*TASK ITEM:*
When you respond, restate each record exactly as it is given.

*DATA PROVIDED:*

★ ★ ★ ★

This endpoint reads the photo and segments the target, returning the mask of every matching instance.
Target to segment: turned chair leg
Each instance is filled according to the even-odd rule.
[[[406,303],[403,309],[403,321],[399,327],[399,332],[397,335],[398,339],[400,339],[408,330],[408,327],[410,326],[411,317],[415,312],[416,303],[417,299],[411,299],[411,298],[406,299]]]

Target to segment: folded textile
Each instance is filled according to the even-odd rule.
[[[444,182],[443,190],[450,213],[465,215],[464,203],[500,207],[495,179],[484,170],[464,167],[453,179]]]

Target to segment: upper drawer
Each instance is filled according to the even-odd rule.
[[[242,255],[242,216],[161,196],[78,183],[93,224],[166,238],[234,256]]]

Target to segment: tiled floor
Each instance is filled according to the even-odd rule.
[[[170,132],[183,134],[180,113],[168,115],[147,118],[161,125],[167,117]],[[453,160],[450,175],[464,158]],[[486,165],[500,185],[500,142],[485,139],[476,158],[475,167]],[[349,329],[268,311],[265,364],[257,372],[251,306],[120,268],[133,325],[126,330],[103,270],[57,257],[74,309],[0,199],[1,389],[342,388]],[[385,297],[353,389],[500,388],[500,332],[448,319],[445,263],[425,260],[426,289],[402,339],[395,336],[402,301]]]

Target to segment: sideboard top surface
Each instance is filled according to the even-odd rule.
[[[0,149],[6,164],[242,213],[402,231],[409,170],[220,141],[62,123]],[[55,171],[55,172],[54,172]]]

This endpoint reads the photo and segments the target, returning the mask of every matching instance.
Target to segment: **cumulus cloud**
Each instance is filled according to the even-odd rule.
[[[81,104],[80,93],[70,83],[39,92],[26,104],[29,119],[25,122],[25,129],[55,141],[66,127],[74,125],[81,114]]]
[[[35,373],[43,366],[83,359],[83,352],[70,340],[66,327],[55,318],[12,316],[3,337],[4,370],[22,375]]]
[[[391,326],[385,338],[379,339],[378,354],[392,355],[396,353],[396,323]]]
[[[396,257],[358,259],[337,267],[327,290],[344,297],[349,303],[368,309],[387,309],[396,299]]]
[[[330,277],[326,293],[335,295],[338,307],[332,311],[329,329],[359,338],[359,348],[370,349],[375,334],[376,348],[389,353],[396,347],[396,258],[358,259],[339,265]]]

★ ★ ★ ★

*WRITTEN RESPONSE:*
This endpoint reads the photo and segments the target, returning the mask of every matching instance.
Target to segment: turned chair leg
Each instance is filled according to the even-odd rule.
[[[406,303],[403,309],[403,321],[399,327],[399,332],[397,335],[398,339],[400,339],[408,330],[408,327],[410,326],[411,317],[415,312],[416,303],[417,299],[411,299],[411,298],[406,299]]]

Target to segment: folded textile
Each instance is filled according to the even-odd rule.
[[[444,182],[443,190],[450,213],[465,215],[464,203],[500,207],[495,179],[484,170],[464,167],[453,179]]]

Target to segment: upper drawer
Each instance is filled according to the even-odd rule.
[[[242,255],[242,216],[161,196],[78,183],[93,224],[166,238],[234,256]]]

Target to segment: tiled floor
Each instance is filled according to the even-odd rule.
[[[170,132],[183,134],[180,113],[168,115],[147,118],[161,125],[167,117]],[[453,160],[450,175],[464,158]],[[486,165],[500,185],[500,142],[485,139],[476,158],[475,167]],[[349,329],[268,311],[265,364],[257,372],[251,306],[120,268],[133,325],[126,330],[103,270],[57,257],[74,309],[0,199],[1,389],[342,388]],[[385,297],[353,389],[500,388],[500,332],[448,319],[445,263],[425,260],[426,289],[402,339],[395,336],[402,301]]]

Target to segment: sideboard top surface
Each instance is filled according to the even-odd rule.
[[[0,149],[6,164],[242,213],[402,231],[409,170],[220,141],[62,123]],[[55,171],[55,172],[54,172]]]

This endpoint reads the photo and segments the target, returning the mask of every matching instance.
Target to segment: **cumulus cloud**
Each instance is filled according to the even-odd rule.
[[[81,104],[80,93],[70,83],[39,92],[26,104],[29,119],[25,122],[25,129],[55,141],[66,127],[74,125],[81,114]]]
[[[35,373],[43,366],[83,359],[83,352],[70,340],[66,327],[55,318],[12,316],[3,337],[4,370],[22,375]]]
[[[391,326],[385,338],[379,339],[378,354],[392,355],[396,353],[396,323]]]
[[[396,257],[358,259],[337,267],[327,290],[344,297],[349,303],[368,309],[387,309],[396,299]]]
[[[330,277],[326,293],[335,295],[338,307],[332,311],[329,329],[359,338],[359,348],[370,349],[375,334],[376,348],[389,353],[396,347],[396,258],[358,259],[339,265]]]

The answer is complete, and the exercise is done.